= PAGE EXCERPT =
* * * * *

Kellie Cathey, LSW, Child and Family Play Therapist, explains the significance of mindfulness for kids and offers tips for families to employ proven techniques as part of their daily routine as anxiety in children seems to be on the rise.
Kellie facilitates a monthly workshop at our Center City office – Mindfully Me – that helps kids 6-10 years of age build confidence using relational and emotional coping strategies. Visit our website for more information.
Explaining Mindfulness to Kids
Mindfulness has become quite the buzz word, hasn’t it?
We can call it: deep breathing, paying attention on purpose, focusing on your breath to create space, becoming more aware of ourselves, breathing to become less reactive.
But how do we explain mindfulness to a six-year-old?
In my experience of teaching mindfulness to children, we don’t have to explain it. They already intuitively get it. Here are some ways I have heard children describe mindfulness:
- “Mindfulness makes my heart happy.”
- “Breathing makes me feel less nervous.”
- “Being mindful helps me be more present.”
- “Mindfulness makes me a better singer.”
- “I’m mindful when I’m playing!”
Children understand mindfulness in such a deep way because at the core of mindfulness is being present. Therefore, mindfulness helps children become more of what they are: present in the moment.
Mindfulness helps children come back to the present moment through learning deep breathing and becoming aware of their bodily sensations. Children are naturally wired to feel these things intuitively but it’s our job as the adults in their lives to help them foster these skills into adulthood.
Helping Kids Deal with Anxiety
For children who are more vulnerable to experiencing anxiety, using mindfulness as a regular practice helps these children stay grounded and aware of what they are experiencing internally. When children with anxiety learn to follow their breath and create space between themselves and their thoughts and feelings, they find that their fears are not as big a scary as the believe they are.
Helping your anxious child (or any child!) create space between themselves and their internal experience is so helpful for them to foster a sense of who they are outside of life’s challenging and scary moments. It helps build resilience and helps them feel bigger than the big fears life can bring us.

* * * * *

= LISTED RECORDS =
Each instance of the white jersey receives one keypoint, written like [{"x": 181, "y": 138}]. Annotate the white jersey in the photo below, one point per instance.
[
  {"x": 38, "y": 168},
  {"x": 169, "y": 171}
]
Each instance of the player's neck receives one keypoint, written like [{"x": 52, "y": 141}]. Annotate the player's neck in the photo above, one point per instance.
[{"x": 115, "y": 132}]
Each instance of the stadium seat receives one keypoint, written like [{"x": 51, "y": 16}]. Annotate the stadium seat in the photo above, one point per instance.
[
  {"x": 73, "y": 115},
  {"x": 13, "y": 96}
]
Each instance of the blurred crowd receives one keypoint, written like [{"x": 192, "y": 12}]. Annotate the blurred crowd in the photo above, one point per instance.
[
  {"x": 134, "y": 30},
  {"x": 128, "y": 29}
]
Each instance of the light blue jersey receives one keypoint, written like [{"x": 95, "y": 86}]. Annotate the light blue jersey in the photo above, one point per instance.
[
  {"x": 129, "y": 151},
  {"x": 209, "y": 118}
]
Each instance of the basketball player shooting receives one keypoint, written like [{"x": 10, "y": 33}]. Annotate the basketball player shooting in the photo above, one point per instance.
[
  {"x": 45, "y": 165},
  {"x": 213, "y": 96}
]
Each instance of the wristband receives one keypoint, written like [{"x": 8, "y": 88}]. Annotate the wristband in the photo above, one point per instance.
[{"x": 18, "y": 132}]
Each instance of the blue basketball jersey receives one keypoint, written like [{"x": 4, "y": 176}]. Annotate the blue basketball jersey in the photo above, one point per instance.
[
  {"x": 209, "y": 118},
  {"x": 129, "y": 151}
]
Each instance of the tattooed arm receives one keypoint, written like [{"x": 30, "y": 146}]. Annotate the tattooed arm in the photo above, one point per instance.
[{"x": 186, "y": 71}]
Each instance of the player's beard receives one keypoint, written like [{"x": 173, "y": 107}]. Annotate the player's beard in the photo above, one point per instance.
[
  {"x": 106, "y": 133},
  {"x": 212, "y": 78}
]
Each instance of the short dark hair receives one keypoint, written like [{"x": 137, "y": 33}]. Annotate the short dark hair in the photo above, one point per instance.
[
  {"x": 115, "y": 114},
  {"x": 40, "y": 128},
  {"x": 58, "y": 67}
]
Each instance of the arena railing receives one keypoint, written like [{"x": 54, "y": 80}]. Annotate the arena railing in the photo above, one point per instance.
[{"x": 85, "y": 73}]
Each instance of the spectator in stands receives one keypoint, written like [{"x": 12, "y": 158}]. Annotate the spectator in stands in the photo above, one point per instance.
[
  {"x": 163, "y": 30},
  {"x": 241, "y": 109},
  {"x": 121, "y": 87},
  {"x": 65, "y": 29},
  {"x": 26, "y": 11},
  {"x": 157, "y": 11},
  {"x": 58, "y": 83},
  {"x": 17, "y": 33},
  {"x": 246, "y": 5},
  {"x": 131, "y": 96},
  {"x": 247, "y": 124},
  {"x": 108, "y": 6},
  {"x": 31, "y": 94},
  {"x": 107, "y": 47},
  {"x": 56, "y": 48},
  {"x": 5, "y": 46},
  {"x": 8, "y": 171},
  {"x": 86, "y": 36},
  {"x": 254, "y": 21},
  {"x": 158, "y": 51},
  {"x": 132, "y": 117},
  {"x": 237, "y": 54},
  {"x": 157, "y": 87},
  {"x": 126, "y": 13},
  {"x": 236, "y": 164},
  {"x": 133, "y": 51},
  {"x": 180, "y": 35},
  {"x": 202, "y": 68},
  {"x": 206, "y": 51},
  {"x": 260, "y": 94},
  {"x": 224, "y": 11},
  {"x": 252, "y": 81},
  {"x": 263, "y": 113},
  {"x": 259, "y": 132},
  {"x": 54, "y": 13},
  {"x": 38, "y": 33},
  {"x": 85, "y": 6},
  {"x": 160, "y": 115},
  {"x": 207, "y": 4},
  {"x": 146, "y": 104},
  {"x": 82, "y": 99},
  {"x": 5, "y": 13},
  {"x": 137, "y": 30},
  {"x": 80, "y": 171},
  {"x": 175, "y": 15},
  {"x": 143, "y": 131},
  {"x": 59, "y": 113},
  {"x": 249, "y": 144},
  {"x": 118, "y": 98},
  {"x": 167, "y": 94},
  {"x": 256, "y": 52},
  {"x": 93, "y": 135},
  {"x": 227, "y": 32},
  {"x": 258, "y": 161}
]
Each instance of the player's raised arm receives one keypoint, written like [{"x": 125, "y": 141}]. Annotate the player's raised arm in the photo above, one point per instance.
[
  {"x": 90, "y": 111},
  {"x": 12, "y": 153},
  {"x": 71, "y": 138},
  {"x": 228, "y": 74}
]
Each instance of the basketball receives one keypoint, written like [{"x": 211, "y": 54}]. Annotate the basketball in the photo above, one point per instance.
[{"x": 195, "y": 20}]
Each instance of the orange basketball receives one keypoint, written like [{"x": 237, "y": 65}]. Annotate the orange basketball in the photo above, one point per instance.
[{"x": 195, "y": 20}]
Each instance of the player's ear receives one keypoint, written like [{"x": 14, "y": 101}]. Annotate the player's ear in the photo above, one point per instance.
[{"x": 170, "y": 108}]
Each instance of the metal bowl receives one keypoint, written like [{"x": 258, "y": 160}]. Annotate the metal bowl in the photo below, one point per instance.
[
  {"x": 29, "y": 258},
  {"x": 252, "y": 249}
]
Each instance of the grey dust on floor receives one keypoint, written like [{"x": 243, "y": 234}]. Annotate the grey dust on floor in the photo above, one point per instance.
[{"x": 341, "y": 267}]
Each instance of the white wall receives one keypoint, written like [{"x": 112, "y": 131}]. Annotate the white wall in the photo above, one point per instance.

* * * * *

= EXERCISE TASKS =
**A.** In the article on mindfulness for kids, what age range is the Mindfully Me workshop for?
**B.** Set down the part of the article on mindfulness for kids that begins at the words "We can call" and stops after the words "become less reactive.".
The material is separate from the article on mindfulness for kids.

= RESPONSE LIST =
**A.** Kids 6-10 years of age.

**B.**
We can call it: deep breathing, paying attention on purpose, focusing on your breath to create space, becoming more aware of ourselves, breathing to become less reactive.